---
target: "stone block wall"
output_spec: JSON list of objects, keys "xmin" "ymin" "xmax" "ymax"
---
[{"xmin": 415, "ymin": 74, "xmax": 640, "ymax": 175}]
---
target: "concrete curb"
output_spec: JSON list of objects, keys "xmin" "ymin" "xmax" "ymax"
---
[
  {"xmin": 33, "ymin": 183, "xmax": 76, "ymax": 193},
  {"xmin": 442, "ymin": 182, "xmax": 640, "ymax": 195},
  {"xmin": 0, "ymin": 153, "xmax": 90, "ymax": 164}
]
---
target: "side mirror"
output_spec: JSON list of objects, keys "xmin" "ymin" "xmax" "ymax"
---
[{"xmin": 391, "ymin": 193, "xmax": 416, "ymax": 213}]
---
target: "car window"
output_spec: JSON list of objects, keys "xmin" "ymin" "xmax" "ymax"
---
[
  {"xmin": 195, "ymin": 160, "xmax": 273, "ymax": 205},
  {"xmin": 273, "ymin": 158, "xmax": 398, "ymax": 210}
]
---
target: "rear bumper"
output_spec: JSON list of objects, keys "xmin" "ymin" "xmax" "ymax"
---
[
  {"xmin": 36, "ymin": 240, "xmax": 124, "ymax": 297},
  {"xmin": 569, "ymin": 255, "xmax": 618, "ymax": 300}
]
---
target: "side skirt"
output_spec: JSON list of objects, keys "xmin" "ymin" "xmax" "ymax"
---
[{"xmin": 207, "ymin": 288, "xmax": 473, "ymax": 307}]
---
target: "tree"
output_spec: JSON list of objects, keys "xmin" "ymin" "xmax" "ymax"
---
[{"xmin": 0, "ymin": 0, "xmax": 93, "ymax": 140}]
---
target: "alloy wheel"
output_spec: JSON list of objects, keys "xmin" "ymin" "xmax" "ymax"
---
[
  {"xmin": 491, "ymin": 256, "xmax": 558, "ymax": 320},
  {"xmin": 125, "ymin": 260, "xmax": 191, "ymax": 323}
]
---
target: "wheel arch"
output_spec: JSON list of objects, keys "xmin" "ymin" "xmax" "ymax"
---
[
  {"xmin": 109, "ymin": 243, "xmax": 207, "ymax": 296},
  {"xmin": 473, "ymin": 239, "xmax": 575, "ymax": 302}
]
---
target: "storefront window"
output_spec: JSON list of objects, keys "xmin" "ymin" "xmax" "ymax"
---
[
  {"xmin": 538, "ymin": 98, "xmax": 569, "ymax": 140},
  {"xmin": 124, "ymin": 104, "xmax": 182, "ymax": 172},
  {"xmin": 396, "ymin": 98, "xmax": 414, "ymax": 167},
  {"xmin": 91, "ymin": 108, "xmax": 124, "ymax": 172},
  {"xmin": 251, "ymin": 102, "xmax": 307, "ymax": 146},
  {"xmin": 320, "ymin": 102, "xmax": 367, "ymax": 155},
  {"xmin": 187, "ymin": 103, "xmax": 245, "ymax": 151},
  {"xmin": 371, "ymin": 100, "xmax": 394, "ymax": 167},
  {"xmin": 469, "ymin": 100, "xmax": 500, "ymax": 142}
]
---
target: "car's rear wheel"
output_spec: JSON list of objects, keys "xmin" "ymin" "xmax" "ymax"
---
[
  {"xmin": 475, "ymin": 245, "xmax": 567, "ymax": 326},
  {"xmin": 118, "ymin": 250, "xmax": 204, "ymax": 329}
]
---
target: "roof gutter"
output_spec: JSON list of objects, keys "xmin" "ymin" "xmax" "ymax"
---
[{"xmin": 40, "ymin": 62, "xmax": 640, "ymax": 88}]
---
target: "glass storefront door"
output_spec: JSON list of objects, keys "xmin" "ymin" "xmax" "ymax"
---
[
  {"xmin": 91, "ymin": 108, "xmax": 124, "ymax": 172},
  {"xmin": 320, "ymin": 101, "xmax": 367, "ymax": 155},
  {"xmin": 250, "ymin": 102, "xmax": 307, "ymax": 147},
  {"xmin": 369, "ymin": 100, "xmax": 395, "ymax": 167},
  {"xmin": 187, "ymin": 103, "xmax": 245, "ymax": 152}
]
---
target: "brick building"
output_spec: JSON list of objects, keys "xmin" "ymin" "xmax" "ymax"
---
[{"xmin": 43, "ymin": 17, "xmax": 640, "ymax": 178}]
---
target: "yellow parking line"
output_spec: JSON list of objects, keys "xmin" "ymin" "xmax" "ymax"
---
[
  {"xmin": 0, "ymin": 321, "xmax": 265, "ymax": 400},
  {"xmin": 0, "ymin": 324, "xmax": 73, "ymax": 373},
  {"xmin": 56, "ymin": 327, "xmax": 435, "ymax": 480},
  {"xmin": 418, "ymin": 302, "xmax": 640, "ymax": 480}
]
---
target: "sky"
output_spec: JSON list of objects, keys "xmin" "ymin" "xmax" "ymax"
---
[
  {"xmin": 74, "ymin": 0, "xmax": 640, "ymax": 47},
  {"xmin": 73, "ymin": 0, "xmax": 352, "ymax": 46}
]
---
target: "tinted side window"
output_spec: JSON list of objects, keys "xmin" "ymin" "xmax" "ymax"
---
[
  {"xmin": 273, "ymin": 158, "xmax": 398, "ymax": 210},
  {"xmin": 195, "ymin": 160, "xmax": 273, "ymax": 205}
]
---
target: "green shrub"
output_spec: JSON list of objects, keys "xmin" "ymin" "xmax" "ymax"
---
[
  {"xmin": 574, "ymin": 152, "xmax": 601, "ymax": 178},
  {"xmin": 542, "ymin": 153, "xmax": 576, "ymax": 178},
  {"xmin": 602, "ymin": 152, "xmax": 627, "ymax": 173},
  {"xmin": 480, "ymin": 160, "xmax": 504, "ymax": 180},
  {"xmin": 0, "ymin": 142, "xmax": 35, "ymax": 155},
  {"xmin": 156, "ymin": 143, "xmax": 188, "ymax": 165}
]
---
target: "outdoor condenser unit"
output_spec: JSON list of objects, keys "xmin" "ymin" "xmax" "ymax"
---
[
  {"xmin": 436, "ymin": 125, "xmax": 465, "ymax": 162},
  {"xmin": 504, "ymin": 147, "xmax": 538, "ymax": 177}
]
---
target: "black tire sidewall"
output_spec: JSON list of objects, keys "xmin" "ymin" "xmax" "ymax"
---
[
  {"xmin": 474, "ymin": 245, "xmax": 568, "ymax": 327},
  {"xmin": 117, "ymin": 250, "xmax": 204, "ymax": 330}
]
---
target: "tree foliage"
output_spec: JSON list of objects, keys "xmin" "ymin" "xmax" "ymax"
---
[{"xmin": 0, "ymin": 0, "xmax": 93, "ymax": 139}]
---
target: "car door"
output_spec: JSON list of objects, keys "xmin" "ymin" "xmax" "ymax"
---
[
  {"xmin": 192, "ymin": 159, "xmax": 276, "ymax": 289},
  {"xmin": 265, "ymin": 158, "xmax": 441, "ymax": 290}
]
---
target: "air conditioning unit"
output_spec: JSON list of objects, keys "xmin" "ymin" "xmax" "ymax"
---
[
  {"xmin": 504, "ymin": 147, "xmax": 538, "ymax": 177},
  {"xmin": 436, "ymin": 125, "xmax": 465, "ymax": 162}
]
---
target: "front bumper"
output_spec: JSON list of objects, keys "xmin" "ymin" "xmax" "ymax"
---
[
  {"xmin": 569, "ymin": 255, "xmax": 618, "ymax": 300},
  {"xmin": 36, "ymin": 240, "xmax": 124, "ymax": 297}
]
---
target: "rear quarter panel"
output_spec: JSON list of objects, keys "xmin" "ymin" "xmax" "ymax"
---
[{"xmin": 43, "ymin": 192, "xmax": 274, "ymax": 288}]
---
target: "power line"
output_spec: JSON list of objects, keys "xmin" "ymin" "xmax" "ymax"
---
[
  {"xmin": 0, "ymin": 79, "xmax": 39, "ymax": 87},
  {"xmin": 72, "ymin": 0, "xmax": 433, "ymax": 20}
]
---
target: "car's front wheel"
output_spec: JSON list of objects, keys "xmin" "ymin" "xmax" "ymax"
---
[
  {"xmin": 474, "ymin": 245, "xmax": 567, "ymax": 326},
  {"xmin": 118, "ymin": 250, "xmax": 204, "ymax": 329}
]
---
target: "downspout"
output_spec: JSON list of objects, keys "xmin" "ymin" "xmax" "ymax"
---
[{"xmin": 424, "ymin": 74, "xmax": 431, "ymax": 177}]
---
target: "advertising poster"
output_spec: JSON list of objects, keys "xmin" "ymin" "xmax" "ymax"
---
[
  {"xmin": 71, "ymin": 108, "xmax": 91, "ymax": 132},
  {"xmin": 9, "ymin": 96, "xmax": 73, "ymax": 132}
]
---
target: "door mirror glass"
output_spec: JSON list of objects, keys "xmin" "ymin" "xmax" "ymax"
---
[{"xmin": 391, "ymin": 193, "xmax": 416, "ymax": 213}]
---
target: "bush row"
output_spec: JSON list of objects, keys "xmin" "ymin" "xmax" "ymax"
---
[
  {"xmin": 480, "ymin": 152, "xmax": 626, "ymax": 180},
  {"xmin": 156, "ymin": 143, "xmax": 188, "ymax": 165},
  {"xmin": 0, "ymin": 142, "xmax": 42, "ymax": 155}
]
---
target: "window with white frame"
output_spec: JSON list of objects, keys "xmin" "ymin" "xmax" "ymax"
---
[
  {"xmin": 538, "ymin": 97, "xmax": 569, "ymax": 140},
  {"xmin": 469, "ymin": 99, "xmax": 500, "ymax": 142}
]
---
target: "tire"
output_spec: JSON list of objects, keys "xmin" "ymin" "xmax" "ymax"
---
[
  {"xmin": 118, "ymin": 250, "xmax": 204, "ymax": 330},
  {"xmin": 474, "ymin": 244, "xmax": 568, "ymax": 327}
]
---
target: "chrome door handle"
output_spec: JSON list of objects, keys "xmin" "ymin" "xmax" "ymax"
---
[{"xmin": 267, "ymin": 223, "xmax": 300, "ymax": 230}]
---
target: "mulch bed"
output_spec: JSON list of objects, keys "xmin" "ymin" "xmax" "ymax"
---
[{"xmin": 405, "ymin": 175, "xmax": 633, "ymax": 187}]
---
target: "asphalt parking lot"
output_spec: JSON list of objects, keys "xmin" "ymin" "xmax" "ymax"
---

•••••

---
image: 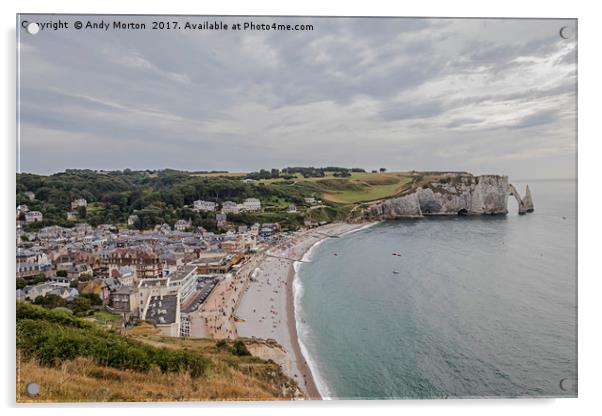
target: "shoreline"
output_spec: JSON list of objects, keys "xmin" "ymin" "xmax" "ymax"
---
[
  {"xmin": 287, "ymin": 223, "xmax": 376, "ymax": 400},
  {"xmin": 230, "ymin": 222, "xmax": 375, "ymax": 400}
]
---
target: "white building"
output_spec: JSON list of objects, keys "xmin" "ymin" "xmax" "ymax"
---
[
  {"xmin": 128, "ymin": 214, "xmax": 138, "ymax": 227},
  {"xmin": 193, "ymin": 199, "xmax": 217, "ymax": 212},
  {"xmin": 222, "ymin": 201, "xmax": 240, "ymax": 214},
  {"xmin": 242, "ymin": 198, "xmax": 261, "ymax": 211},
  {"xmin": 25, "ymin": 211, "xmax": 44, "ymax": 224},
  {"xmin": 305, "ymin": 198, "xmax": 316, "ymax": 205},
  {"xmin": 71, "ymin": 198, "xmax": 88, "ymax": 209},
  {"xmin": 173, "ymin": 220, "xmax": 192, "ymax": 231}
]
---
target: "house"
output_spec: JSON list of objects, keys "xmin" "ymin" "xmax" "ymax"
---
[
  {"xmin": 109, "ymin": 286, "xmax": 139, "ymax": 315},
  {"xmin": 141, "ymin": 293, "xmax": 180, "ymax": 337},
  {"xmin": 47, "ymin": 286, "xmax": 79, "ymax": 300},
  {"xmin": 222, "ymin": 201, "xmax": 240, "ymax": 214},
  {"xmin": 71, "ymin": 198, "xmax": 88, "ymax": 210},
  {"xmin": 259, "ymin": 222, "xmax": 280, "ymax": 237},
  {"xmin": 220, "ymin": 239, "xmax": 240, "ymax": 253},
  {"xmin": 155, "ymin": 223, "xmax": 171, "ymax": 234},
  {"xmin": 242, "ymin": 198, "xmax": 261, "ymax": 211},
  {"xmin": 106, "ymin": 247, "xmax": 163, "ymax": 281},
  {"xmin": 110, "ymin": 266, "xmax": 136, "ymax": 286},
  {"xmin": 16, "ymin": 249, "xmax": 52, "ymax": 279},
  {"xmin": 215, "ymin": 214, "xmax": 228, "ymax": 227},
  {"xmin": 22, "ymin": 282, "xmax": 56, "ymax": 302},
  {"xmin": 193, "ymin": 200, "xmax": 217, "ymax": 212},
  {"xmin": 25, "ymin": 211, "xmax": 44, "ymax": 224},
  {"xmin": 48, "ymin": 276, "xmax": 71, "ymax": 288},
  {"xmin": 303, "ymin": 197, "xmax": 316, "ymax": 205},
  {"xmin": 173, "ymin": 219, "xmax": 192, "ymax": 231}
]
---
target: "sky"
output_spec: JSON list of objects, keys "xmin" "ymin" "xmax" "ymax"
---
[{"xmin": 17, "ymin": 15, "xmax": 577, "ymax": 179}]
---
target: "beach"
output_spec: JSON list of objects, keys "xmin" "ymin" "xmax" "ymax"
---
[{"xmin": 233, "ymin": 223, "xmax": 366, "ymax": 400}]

•••••

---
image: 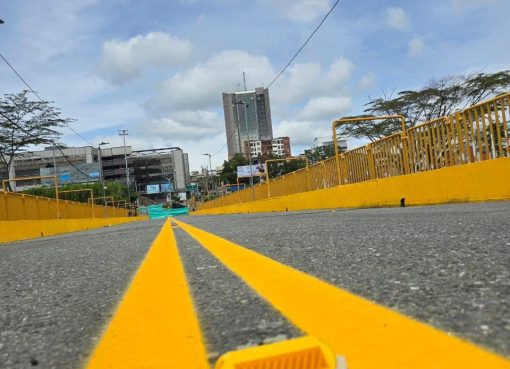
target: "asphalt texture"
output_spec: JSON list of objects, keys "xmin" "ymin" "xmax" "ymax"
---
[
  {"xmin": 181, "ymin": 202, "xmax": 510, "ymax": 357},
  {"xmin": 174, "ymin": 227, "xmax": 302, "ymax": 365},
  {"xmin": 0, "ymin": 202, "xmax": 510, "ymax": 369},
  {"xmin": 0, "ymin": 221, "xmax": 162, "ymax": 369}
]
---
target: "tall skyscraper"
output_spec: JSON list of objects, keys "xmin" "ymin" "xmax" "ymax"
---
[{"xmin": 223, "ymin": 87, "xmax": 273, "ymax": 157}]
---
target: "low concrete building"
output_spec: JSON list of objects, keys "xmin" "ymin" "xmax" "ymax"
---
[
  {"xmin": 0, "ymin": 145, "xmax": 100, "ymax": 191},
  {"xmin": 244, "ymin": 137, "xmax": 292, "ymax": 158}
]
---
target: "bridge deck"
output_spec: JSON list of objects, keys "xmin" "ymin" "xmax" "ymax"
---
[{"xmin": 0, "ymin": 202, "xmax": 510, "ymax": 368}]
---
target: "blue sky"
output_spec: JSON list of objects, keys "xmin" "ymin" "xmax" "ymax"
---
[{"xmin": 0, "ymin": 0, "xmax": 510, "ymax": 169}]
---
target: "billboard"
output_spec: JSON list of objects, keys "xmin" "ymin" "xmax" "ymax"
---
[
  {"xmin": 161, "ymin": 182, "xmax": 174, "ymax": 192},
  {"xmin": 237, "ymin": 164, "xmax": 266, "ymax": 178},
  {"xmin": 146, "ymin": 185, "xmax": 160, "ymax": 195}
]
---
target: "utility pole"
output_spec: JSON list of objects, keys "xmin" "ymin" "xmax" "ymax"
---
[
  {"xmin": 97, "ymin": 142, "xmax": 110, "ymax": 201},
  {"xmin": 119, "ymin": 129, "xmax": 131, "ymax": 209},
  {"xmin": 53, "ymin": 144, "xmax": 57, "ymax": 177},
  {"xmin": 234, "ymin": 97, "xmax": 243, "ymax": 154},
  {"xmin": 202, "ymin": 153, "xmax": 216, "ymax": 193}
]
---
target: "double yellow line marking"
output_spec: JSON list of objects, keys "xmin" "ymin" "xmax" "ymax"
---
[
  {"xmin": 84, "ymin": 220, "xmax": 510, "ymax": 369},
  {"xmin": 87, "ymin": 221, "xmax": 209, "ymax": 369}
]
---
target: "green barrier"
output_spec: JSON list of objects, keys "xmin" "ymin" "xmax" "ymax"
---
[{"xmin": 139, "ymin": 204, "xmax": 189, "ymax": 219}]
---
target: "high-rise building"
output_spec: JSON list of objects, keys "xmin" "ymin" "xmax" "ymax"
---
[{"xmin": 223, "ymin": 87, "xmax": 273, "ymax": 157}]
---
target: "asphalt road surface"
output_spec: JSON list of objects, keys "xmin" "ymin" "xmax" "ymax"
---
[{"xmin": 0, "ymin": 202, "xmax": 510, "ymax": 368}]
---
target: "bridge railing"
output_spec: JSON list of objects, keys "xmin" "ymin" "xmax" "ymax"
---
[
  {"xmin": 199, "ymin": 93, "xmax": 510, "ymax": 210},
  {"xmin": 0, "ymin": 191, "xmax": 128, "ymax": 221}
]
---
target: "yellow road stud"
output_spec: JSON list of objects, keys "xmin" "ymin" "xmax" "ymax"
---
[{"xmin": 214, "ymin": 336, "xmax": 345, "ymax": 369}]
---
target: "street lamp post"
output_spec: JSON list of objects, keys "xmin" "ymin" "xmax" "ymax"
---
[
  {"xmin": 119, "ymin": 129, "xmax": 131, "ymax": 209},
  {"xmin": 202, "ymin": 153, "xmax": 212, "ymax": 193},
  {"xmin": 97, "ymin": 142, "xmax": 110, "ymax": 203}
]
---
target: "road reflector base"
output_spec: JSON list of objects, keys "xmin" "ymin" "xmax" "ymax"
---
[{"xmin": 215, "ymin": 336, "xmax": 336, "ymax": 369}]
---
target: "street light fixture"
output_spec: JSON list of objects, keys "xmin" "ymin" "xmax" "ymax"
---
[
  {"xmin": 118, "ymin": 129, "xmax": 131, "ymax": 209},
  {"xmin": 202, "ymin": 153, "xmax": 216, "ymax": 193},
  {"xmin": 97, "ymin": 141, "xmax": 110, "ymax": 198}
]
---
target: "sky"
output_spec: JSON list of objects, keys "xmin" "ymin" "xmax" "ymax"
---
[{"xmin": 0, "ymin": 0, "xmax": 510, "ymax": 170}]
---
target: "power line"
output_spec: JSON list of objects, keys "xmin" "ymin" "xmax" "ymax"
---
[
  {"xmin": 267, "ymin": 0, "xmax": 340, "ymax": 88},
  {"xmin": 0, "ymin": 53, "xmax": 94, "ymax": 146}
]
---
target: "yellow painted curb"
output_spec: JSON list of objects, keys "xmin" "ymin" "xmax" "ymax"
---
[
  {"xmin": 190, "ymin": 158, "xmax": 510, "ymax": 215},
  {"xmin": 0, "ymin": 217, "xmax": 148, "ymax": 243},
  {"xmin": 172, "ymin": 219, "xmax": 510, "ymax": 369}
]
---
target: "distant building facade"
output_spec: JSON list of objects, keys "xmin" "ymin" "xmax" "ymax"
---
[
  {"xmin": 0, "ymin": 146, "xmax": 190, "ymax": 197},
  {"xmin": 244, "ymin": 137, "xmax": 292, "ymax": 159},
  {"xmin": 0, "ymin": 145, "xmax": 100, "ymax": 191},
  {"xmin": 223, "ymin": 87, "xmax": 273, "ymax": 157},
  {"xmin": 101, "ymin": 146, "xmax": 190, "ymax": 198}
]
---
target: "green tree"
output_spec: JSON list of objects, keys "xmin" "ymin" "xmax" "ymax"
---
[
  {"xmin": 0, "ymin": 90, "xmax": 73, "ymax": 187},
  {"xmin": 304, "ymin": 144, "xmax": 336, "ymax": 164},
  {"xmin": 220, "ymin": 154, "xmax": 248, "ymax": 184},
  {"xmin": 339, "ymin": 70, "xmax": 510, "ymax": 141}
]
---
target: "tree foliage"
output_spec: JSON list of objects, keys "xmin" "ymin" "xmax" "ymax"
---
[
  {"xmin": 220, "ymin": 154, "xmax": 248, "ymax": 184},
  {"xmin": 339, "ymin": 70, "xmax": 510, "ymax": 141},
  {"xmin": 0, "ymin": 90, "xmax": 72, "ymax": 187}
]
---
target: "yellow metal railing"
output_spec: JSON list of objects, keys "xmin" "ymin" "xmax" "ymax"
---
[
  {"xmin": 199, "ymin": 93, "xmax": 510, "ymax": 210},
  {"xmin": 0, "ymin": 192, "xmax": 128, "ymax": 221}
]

•••••

> _Given problem_
Extract every line in the rows above that contains the string "wheel". Case counts.

> _Response to this exercise_
target: "alloy wheel"
target: "wheel arch"
target: "car's rear wheel"
target: "car's front wheel"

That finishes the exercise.